**EXERCISES**
#1 In the passage about Allen, decide whether each statement agrees with it. Answer yes or no for each and quote the words of the passage that decide it.
(a) Allen was already born when Dick Clark interviewed Madonna on American Bandstand in 1984.
(b) Allen named Fleetwood Mac among her influences.
(c) Allen brought up Madonna as an inspiration.
#2 According to the passage about Allen, what answer did Madonna give to Dick Clark's question on American Bandstand?
#3 Reproduce word for word the stretch of the passage about Allen from "It's classic rock" through "recently, Jenny Lewis.".

** BEGIN DOCUMENT SECTION **

It's classic rock that's been in her blood ever since "my mind was kind of just blown up" when Allen saw Chrissie Hynde's great Pretenders. Other influences she reeled off included favorite movies such as That Thing You Do! and "anything with Robin Williams," along with artists like Fleetwood Mac, Tom Petty, Edie Brickell & the New Bohemians, the Dixie Cups, the Supremes and, more recently, Jenny Lewis.

Though she aspires to develop her own dynamic and style with the Engine, Allen appreciates comparisons made to the former Rilo Kiley songstress who is one of today's leading indie pop-rock voices.

"Patience" best captures the spirit of Lewis' sound and fury but this child of the '90s also was motivated by '80s synth pop and, though she didn't mention it, possibly that era's reigning dancing queen.

Allen wasn't even born when host Dick Clark set up a future musical icon by asking "What are your dreams? What's left?" on American Bandstand in 1984.

"To rule the world," a self-assured high-school dropout named Madonna pronounced with a smile.

Obviously an energetic self-starter who likes to take charge in plotting the band's eventual move to New York, Allen isn't so presumptuous to consider global domination decades after the Material Girl made it happen.

** END DOCUMENT SECTION **
** BEGIN RECORDS **

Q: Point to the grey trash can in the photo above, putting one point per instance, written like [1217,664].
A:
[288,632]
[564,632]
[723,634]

** END RECORDS **

**RESPONSES BY TASK**
#1
(a) No: "Allen wasn't even born when host Dick Clark set up a future musical icon"
(b) Yes: "along with artists like Fleetwood Mac"
(c) No: "though she didn't mention it, possibly that era's reigning dancing queen"

#2 "To rule the world."

#3
It's classic rock that's been in her blood ever since "my mind was kind of just blown up" when Allen saw Chrissie Hynde's great Pretenders. Other influences she reeled off included favorite movies such as That Thing You Do! and "anything with Robin Williams," along with artists like Fleetwood Mac, Tom Petty, Edie Brickell & the New Bohemians, the Dixie Cups, the Supremes and, more recently, Jenny Lewis.